▶ [EXERCISE REQUIREMENTS]
Copy out all of the material, matching it word for word.

┏━━

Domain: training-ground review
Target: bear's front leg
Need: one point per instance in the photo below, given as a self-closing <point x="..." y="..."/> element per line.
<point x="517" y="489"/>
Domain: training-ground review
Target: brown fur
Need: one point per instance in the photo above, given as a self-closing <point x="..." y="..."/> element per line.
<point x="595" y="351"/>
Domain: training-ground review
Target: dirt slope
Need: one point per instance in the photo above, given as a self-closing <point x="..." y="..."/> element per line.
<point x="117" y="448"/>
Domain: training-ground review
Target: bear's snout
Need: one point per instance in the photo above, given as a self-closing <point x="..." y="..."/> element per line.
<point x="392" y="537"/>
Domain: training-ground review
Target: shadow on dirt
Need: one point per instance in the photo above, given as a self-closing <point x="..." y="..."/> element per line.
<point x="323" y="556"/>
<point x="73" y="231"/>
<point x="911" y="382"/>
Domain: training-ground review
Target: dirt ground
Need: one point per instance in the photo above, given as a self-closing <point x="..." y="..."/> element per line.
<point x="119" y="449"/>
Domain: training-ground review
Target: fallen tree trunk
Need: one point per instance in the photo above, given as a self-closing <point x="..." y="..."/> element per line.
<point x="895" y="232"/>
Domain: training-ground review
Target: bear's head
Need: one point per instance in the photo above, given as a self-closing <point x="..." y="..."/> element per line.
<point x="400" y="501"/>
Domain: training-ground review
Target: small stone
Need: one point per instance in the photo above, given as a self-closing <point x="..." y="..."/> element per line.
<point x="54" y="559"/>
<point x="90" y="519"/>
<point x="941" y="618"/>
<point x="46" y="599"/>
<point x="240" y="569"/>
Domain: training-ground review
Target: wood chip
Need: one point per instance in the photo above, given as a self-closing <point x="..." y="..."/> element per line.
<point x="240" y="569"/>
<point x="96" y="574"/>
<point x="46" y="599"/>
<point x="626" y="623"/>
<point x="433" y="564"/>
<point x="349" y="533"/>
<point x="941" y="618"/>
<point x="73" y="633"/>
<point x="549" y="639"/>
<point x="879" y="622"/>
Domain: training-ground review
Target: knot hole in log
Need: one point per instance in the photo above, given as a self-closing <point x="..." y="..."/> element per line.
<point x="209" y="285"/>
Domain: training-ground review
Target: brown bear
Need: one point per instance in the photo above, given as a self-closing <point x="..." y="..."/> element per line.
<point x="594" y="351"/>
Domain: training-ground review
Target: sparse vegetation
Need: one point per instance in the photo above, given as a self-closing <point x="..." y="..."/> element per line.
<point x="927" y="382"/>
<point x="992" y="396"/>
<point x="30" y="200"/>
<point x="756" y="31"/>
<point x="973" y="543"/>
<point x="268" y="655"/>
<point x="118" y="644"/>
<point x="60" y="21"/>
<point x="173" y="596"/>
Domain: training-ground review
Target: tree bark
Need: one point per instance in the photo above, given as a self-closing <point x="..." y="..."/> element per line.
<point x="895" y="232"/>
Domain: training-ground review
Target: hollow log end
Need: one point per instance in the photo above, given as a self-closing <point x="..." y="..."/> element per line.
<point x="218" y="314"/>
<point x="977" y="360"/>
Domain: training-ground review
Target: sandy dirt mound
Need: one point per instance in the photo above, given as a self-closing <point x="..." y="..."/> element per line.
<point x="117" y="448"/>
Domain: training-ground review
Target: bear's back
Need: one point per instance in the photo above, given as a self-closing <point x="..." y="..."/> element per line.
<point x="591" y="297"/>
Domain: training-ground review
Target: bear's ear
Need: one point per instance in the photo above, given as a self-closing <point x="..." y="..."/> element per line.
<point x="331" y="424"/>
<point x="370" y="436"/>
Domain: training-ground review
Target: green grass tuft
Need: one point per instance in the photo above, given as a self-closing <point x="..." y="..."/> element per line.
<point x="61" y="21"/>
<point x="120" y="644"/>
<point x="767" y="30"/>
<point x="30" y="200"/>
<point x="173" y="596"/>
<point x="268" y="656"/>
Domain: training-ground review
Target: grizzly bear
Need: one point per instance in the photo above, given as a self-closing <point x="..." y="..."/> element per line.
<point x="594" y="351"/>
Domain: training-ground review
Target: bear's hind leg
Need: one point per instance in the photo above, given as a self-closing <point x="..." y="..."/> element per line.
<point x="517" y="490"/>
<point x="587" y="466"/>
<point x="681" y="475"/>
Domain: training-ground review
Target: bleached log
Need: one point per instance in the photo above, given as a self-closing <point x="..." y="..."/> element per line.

┗━━

▶ [SOLUTION]
Domain: training-ground review
Target: bear's front leg
Need: one point per instance in the photo below, given as a self-closing <point x="..." y="..."/> element per line.
<point x="517" y="489"/>
Domain: training-ground review
Target: brown fur
Need: one point per instance in the photo above, given as a self-closing <point x="..." y="..."/> element per line.
<point x="595" y="351"/>
Domain: training-ground review
Target: dirt slope
Need: one point per instance in the photo above, given as a self-closing <point x="..." y="..."/> element per line.
<point x="117" y="448"/>
Domain: training-ground review
Target: bear's snout
Need: one point per instance in the photo above, given as a self-closing <point x="..." y="..."/> element per line.
<point x="392" y="537"/>
Domain: training-ground review
Target: shadow on dirt
Need: one point per instance in the photo above, given as a self-closing <point x="..." y="..."/> element per line.
<point x="323" y="556"/>
<point x="73" y="231"/>
<point x="911" y="382"/>
Domain: training-ground review
Target: dirt ground
Need: one point per instance in the photo above, given as a self-closing <point x="..." y="..."/> element per line.
<point x="119" y="449"/>
Domain: training-ground review
Target: fallen tree trunk
Need: one point per instance in the photo above, given as a self-closing <point x="..." y="..."/> element per line.
<point x="895" y="232"/>
Domain: training-ground review
Target: bear's head
Need: one point per instance in the photo above, given as a self-closing <point x="..." y="..."/> element per line.
<point x="400" y="501"/>
Domain: training-ground review
Target: small stone
Need: one point per instance in the photo above, given as a self-closing <point x="..." y="..."/> element per line.
<point x="54" y="559"/>
<point x="90" y="519"/>
<point x="941" y="618"/>
<point x="46" y="599"/>
<point x="240" y="569"/>
Domain: training-ground review
Target: wood chip
Need: one point per instance in the photo above, given as a self-closing <point x="..." y="..."/> element per line.
<point x="240" y="569"/>
<point x="96" y="574"/>
<point x="46" y="599"/>
<point x="626" y="623"/>
<point x="433" y="564"/>
<point x="349" y="533"/>
<point x="941" y="618"/>
<point x="73" y="633"/>
<point x="549" y="639"/>
<point x="879" y="622"/>
Domain: training-ground review
Target: knot hole in log
Need: one point per instance in the photo above, given as a self-closing <point x="..." y="..."/> element per line.
<point x="209" y="285"/>
Domain: training-ground review
Target: brown bear
Need: one point per instance in the photo above, given as a self-closing <point x="..." y="..."/> element per line.
<point x="594" y="351"/>
Domain: training-ground review
Target: sparse vegetation
Need: one point per instance in the photo above, given as a self-closing <point x="..." y="..."/> element per line.
<point x="927" y="382"/>
<point x="992" y="396"/>
<point x="30" y="200"/>
<point x="756" y="31"/>
<point x="973" y="543"/>
<point x="268" y="655"/>
<point x="118" y="644"/>
<point x="60" y="21"/>
<point x="173" y="596"/>
Domain: training-ground review
Target: tree bark
Need: one point per instance in the photo above, given as a self-closing <point x="..." y="..."/> element per line.
<point x="895" y="232"/>
Domain: training-ground review
Target: hollow log end
Need: one point per instance in the photo above, given as a self-closing <point x="..." y="..."/> element per line.
<point x="218" y="314"/>
<point x="977" y="360"/>
Domain: training-ground review
Target: sandy dirt mound
Need: one point per instance in the photo above, given as a self-closing <point x="..." y="..."/> element per line.
<point x="117" y="448"/>
Domain: training-ground review
Target: bear's back
Need: one point per instance in the photo above, given as a self-closing <point x="..." y="..."/> element per line.
<point x="591" y="297"/>
Domain: training-ground review
Target: bear's ear
Need: one point per instance in the photo above, given as a self-closing <point x="..." y="..."/> element per line.
<point x="331" y="424"/>
<point x="370" y="436"/>
Domain: training-ground review
Target: green grass tuft
Need: one point per instance in the photo above, given as a self-closing <point x="..." y="..."/> element per line.
<point x="61" y="21"/>
<point x="120" y="644"/>
<point x="767" y="30"/>
<point x="30" y="200"/>
<point x="173" y="596"/>
<point x="268" y="656"/>
Domain: training-ground review
Target: grizzly bear
Need: one point per instance in the photo above, given as a self-closing <point x="..." y="..."/> element per line.
<point x="594" y="351"/>
Domain: training-ground review
Target: bear's hind leg
Need: one point per instance in the photo above, given as a self-closing <point x="..." y="..."/> element per line.
<point x="517" y="490"/>
<point x="587" y="466"/>
<point x="681" y="475"/>
Domain: training-ground review
Target: bleached log
Need: one point per instance in the photo above, given as a self-closing <point x="..." y="..."/> element per line.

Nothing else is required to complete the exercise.